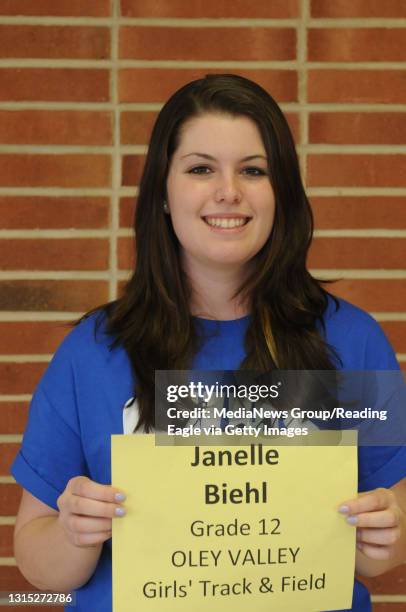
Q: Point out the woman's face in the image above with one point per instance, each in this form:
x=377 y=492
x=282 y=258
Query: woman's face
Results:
x=219 y=192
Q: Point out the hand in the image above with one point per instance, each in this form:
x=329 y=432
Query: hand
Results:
x=378 y=519
x=86 y=509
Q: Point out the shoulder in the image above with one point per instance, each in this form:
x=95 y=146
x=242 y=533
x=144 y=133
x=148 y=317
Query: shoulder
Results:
x=87 y=338
x=357 y=338
x=86 y=353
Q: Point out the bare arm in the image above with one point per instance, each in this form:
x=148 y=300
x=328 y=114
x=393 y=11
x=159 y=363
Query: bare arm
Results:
x=59 y=551
x=380 y=519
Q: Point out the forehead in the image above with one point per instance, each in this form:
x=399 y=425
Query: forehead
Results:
x=220 y=132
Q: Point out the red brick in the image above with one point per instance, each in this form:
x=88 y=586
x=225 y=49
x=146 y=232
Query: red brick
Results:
x=374 y=295
x=6 y=541
x=211 y=8
x=358 y=8
x=357 y=128
x=54 y=254
x=294 y=124
x=357 y=212
x=10 y=495
x=157 y=84
x=127 y=209
x=136 y=126
x=71 y=8
x=54 y=42
x=126 y=253
x=56 y=127
x=208 y=44
x=54 y=84
x=27 y=170
x=16 y=377
x=393 y=582
x=357 y=252
x=357 y=170
x=13 y=417
x=356 y=45
x=132 y=169
x=396 y=333
x=52 y=295
x=380 y=86
x=31 y=212
x=8 y=452
x=33 y=337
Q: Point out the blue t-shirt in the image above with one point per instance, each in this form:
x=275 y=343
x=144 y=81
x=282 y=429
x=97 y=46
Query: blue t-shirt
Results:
x=79 y=402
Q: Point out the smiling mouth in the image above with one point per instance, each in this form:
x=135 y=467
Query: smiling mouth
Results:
x=226 y=223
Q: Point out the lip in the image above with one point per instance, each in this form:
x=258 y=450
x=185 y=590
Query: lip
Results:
x=227 y=230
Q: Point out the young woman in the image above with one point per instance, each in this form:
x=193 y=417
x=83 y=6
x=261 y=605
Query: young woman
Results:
x=222 y=228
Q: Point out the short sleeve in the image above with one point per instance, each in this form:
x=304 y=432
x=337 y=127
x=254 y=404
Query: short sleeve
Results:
x=51 y=452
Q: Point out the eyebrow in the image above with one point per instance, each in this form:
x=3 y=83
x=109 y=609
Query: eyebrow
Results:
x=206 y=156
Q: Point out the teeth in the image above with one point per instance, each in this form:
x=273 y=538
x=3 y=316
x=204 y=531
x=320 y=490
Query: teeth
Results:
x=225 y=223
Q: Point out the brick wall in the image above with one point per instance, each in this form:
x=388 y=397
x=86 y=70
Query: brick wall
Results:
x=80 y=84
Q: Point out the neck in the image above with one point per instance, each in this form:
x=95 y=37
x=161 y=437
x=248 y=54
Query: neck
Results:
x=213 y=293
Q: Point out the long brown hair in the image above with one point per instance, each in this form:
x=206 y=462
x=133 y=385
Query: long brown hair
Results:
x=152 y=320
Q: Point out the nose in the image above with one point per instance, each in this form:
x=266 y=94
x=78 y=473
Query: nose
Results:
x=227 y=191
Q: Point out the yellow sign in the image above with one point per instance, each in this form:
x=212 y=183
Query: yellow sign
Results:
x=231 y=528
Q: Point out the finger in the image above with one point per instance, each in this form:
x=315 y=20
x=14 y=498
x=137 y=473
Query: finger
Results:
x=90 y=539
x=84 y=487
x=91 y=507
x=385 y=518
x=385 y=537
x=375 y=552
x=84 y=524
x=372 y=501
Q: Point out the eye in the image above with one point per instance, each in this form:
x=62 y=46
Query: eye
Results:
x=254 y=171
x=199 y=170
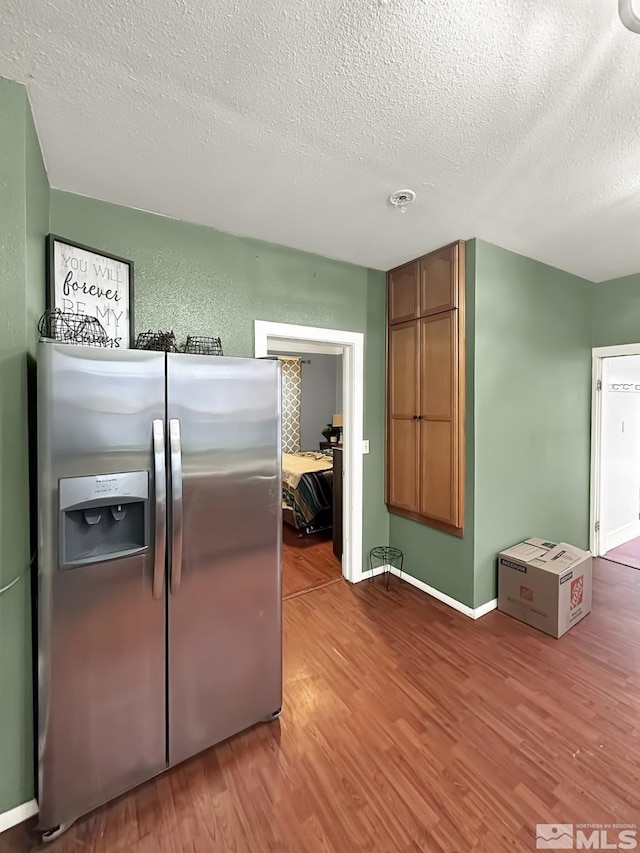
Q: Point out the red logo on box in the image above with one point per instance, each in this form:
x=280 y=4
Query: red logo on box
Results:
x=577 y=591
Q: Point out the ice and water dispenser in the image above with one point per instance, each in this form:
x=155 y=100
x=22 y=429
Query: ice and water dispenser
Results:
x=103 y=517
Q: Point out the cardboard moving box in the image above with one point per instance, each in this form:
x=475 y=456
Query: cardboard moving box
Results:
x=544 y=584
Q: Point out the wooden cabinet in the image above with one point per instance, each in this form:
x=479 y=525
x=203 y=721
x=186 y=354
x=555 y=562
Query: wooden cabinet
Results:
x=404 y=293
x=425 y=392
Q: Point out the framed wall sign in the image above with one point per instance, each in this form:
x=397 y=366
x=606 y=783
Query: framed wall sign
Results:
x=86 y=281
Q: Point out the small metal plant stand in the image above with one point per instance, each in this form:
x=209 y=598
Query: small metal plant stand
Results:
x=385 y=555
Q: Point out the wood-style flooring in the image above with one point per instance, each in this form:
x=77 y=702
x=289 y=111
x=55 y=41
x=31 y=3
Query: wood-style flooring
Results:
x=408 y=727
x=307 y=562
x=627 y=554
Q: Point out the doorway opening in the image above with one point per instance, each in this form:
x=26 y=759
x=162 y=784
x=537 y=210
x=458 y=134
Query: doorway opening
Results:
x=615 y=477
x=327 y=546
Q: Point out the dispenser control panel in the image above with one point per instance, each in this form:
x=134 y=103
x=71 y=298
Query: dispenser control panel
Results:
x=103 y=517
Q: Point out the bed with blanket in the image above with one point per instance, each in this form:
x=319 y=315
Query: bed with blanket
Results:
x=307 y=490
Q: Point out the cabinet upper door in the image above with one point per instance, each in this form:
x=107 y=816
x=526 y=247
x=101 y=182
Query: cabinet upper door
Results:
x=439 y=275
x=403 y=485
x=439 y=422
x=404 y=293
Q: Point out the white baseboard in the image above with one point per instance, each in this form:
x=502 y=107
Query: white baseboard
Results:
x=472 y=613
x=15 y=816
x=621 y=535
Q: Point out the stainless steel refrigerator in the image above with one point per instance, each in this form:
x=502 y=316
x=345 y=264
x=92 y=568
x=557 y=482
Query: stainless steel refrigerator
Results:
x=159 y=577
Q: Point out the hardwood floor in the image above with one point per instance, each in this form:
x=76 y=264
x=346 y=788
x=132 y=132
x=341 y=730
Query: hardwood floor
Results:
x=627 y=554
x=307 y=562
x=408 y=727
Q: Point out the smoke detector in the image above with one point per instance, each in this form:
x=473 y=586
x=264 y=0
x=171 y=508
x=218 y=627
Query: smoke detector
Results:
x=400 y=199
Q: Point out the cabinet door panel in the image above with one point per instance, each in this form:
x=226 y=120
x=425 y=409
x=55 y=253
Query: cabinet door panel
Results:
x=404 y=293
x=439 y=281
x=438 y=365
x=403 y=464
x=438 y=496
x=402 y=426
x=404 y=347
x=439 y=423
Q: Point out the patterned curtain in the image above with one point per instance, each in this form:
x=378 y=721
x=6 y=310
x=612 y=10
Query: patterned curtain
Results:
x=291 y=393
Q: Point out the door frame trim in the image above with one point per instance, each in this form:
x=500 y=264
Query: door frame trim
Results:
x=598 y=354
x=284 y=337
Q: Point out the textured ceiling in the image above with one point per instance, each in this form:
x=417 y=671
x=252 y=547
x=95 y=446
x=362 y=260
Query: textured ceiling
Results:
x=516 y=121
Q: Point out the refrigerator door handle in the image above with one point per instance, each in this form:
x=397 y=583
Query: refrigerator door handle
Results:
x=161 y=507
x=176 y=504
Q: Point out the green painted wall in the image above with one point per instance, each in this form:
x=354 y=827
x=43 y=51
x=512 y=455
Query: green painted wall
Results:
x=616 y=311
x=23 y=225
x=439 y=559
x=195 y=280
x=532 y=417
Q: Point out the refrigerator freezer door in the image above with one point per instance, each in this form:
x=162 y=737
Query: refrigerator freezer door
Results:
x=225 y=616
x=102 y=721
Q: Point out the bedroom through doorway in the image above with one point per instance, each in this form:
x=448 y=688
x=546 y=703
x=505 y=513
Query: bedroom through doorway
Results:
x=322 y=413
x=312 y=442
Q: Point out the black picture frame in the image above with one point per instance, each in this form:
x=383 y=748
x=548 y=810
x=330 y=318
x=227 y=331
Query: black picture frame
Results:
x=54 y=285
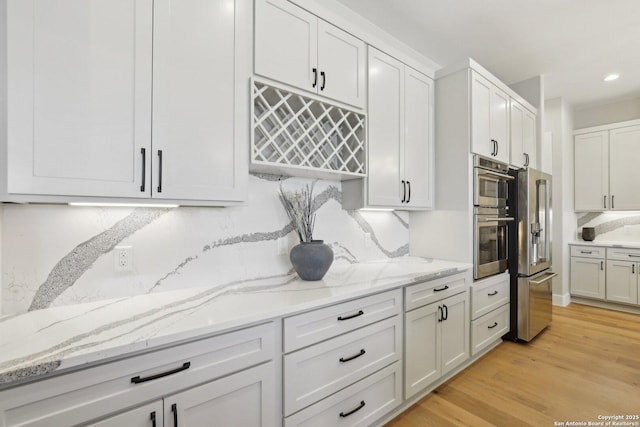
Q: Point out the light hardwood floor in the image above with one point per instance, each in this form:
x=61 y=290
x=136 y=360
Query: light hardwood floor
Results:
x=585 y=364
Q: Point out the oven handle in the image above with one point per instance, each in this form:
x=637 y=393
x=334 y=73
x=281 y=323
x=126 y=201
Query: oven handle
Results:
x=547 y=277
x=498 y=219
x=485 y=172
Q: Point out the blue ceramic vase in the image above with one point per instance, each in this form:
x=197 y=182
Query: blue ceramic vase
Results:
x=311 y=260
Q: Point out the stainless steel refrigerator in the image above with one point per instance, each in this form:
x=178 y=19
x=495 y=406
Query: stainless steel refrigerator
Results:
x=530 y=254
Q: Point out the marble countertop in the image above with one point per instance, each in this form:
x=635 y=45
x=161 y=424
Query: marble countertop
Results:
x=607 y=244
x=60 y=339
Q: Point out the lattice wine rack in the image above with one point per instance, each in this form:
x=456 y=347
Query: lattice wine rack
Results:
x=292 y=131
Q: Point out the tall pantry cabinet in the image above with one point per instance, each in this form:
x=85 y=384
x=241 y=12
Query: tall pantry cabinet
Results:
x=127 y=99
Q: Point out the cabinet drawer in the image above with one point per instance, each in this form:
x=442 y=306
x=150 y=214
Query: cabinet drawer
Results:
x=489 y=328
x=434 y=290
x=315 y=326
x=623 y=254
x=489 y=294
x=588 y=251
x=92 y=393
x=375 y=396
x=318 y=371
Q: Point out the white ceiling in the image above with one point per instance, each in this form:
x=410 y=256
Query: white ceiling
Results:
x=573 y=43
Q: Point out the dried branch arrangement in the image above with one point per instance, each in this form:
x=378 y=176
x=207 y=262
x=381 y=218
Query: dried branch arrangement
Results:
x=300 y=210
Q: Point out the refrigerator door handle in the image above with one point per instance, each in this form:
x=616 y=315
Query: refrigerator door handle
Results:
x=550 y=275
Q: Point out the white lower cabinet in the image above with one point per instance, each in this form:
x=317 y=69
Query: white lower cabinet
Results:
x=436 y=340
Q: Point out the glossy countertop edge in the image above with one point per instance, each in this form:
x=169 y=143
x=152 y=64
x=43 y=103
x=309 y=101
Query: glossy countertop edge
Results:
x=46 y=366
x=606 y=244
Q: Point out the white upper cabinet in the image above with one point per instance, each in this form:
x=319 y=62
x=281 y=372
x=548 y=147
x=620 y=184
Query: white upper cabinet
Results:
x=624 y=173
x=489 y=119
x=92 y=112
x=79 y=97
x=294 y=47
x=523 y=136
x=591 y=167
x=196 y=114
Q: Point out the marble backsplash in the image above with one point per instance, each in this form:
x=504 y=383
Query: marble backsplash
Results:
x=611 y=226
x=54 y=255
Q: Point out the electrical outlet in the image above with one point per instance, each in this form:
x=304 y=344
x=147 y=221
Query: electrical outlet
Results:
x=367 y=240
x=123 y=257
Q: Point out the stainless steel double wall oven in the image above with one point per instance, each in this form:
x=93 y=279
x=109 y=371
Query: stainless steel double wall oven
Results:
x=490 y=217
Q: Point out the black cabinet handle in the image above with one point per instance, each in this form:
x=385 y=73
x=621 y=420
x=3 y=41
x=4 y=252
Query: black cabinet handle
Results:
x=355 y=356
x=359 y=313
x=138 y=379
x=159 y=171
x=404 y=191
x=143 y=151
x=353 y=411
x=174 y=409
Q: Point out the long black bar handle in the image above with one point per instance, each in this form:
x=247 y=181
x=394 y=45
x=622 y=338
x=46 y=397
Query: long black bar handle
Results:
x=143 y=151
x=354 y=410
x=159 y=171
x=174 y=409
x=138 y=379
x=359 y=313
x=355 y=356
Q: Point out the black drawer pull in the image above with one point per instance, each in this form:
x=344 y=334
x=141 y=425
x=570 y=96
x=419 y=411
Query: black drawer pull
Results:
x=354 y=410
x=355 y=356
x=138 y=379
x=358 y=314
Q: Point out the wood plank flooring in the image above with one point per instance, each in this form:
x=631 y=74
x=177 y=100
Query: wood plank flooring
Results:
x=585 y=364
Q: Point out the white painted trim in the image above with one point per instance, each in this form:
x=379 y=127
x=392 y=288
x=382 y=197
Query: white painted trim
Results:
x=561 y=300
x=609 y=126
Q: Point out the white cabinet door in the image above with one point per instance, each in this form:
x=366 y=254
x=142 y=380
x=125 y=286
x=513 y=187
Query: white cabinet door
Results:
x=286 y=43
x=529 y=139
x=422 y=351
x=79 y=96
x=145 y=416
x=342 y=65
x=245 y=399
x=481 y=140
x=500 y=123
x=624 y=173
x=588 y=277
x=454 y=342
x=386 y=125
x=622 y=281
x=195 y=102
x=591 y=168
x=418 y=143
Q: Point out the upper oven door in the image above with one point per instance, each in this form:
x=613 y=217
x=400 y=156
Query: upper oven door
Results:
x=490 y=188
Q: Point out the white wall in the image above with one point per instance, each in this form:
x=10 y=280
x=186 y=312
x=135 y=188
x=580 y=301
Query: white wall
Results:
x=559 y=121
x=619 y=111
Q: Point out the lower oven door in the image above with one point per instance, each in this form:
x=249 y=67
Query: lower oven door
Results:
x=490 y=245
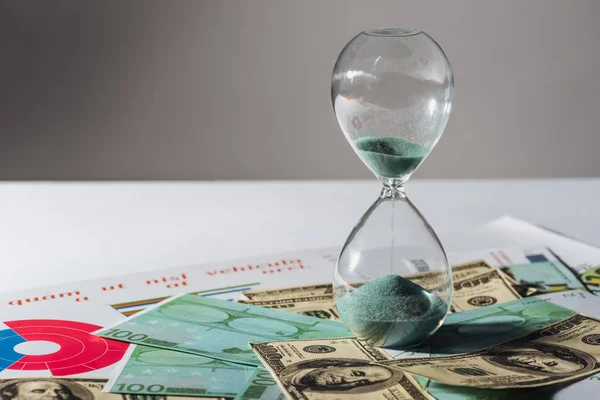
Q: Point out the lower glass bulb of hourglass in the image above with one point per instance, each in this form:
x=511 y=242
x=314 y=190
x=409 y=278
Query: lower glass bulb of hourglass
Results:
x=393 y=283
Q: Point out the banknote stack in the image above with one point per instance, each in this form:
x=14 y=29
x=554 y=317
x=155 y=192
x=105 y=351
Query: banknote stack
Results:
x=504 y=332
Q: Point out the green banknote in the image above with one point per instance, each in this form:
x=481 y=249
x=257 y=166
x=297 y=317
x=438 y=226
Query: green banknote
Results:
x=546 y=277
x=261 y=386
x=479 y=328
x=482 y=327
x=150 y=370
x=217 y=328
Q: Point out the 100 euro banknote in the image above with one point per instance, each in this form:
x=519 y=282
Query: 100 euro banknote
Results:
x=216 y=328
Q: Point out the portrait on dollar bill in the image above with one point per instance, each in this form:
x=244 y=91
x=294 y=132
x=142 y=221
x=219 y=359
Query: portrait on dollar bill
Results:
x=348 y=376
x=43 y=389
x=541 y=359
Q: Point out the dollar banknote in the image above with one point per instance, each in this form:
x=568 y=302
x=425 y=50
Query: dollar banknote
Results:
x=72 y=389
x=483 y=327
x=150 y=370
x=290 y=291
x=482 y=290
x=547 y=276
x=320 y=306
x=217 y=329
x=564 y=351
x=322 y=369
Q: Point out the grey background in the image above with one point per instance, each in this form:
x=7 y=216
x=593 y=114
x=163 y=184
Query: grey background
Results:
x=222 y=89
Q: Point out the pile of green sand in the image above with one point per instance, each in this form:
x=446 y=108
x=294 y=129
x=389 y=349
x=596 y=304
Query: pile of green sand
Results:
x=392 y=312
x=390 y=157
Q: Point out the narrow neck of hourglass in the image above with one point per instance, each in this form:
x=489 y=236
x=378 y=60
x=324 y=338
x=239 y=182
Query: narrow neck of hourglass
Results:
x=392 y=189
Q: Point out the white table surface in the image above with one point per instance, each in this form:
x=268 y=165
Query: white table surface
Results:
x=54 y=233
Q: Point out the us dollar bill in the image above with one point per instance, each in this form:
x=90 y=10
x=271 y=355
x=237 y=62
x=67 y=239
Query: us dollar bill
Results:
x=320 y=306
x=72 y=389
x=561 y=352
x=323 y=369
x=290 y=291
x=482 y=290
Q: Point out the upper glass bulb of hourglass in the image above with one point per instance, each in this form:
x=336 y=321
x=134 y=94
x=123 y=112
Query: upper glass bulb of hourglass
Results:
x=392 y=91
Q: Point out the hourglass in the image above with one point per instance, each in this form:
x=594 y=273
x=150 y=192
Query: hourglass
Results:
x=392 y=91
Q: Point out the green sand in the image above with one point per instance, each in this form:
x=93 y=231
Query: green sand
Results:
x=392 y=312
x=390 y=157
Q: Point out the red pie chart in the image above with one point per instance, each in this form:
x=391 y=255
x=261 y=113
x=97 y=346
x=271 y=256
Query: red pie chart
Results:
x=59 y=346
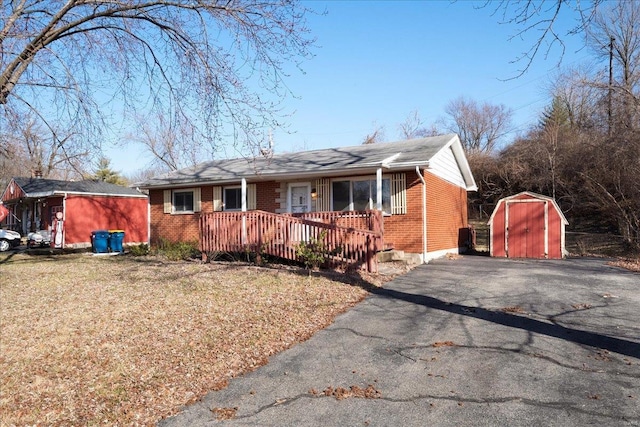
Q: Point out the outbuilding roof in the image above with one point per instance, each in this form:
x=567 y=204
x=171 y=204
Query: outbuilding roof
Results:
x=42 y=187
x=401 y=155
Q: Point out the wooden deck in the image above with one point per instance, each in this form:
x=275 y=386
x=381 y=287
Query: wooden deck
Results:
x=349 y=238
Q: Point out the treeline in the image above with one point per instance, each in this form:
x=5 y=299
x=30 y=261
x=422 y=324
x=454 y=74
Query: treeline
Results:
x=585 y=158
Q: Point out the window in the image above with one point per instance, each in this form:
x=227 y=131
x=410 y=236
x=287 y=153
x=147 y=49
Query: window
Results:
x=341 y=198
x=232 y=198
x=360 y=194
x=183 y=201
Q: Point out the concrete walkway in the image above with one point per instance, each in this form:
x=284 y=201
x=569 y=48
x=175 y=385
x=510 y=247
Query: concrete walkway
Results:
x=467 y=342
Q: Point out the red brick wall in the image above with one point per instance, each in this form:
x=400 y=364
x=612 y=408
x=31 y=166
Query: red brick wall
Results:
x=405 y=231
x=185 y=228
x=446 y=213
x=446 y=210
x=266 y=196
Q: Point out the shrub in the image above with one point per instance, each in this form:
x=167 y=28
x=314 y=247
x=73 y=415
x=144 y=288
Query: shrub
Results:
x=313 y=252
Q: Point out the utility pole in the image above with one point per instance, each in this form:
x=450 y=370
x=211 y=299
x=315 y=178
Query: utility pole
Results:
x=610 y=113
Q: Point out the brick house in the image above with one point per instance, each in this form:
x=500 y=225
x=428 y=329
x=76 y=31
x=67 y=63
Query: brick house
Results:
x=419 y=185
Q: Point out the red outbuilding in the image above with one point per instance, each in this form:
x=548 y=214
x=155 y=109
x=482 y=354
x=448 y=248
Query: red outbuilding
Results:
x=74 y=209
x=527 y=225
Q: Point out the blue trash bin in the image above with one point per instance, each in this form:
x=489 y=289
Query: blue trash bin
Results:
x=116 y=237
x=100 y=241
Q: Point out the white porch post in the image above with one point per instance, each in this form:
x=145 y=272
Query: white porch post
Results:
x=379 y=189
x=243 y=196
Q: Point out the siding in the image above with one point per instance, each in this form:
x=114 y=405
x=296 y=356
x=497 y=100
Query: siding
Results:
x=85 y=214
x=445 y=166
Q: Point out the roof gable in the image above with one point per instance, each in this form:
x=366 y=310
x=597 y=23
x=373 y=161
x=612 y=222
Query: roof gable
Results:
x=402 y=155
x=528 y=195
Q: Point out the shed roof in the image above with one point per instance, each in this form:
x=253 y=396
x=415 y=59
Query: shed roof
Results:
x=530 y=195
x=42 y=187
x=402 y=155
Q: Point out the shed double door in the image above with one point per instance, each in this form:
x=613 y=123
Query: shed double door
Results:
x=526 y=231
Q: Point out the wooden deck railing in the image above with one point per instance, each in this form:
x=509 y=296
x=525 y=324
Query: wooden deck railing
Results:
x=278 y=235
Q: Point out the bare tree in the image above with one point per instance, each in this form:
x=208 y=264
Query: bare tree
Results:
x=414 y=127
x=480 y=127
x=542 y=18
x=378 y=135
x=172 y=142
x=65 y=61
x=47 y=152
x=615 y=38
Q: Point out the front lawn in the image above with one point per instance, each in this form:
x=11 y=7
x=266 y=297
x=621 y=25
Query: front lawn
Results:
x=116 y=340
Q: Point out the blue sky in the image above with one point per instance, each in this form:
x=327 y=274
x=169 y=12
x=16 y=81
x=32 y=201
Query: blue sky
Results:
x=377 y=61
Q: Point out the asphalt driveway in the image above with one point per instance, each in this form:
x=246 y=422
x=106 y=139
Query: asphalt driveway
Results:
x=472 y=341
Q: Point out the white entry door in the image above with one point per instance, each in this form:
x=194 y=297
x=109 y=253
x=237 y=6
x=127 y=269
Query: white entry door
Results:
x=300 y=198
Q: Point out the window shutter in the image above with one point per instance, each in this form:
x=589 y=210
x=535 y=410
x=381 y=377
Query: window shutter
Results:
x=167 y=201
x=197 y=200
x=251 y=197
x=217 y=198
x=322 y=200
x=398 y=194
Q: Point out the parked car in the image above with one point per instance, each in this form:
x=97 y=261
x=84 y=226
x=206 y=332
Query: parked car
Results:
x=39 y=238
x=8 y=239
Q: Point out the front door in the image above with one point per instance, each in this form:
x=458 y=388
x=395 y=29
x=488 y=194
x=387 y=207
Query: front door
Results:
x=526 y=230
x=300 y=199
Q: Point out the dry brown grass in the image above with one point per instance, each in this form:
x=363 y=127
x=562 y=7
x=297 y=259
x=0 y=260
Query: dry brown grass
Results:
x=122 y=341
x=632 y=264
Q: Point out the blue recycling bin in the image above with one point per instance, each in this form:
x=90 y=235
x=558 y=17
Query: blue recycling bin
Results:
x=100 y=241
x=116 y=237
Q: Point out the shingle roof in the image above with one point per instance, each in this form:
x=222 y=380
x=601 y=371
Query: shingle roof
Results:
x=41 y=187
x=403 y=154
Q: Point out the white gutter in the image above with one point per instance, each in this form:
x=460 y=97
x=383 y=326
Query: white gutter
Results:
x=261 y=177
x=424 y=215
x=64 y=219
x=149 y=222
x=379 y=189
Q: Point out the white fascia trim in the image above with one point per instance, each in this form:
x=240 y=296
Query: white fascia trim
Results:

──────────

▶ [TASK OBJECTIVE]: An exact transcription is needed of the lines from the one with "x=613 y=217" to the one with "Query: banknote stack" above, both ends included, with pictures left out.

▶ [ANSWER SPACE]:
x=613 y=217
x=400 y=156
Query: upper oven door
Results:
x=490 y=188
Q: Point out the white wall in the image above with one point per instance, each in this form:
x=10 y=280
x=186 y=312
x=135 y=188
x=580 y=301
Query: white wall
Results:
x=559 y=121
x=619 y=111
Q: Point out the lower oven door in the image above with one point per instance, each in this form:
x=249 y=67
Query: lower oven door
Results:
x=490 y=245
Q: Point out the lower glass bulb of hourglass in the image above with one point per instance, each in this form:
x=511 y=242
x=314 y=190
x=409 y=278
Query: lower glass bulb of hourglass
Results:
x=393 y=283
Q: Point out the banknote stack in the image above with one point per instance, each in this form:
x=14 y=29
x=554 y=317
x=155 y=192
x=105 y=351
Query: banknote stack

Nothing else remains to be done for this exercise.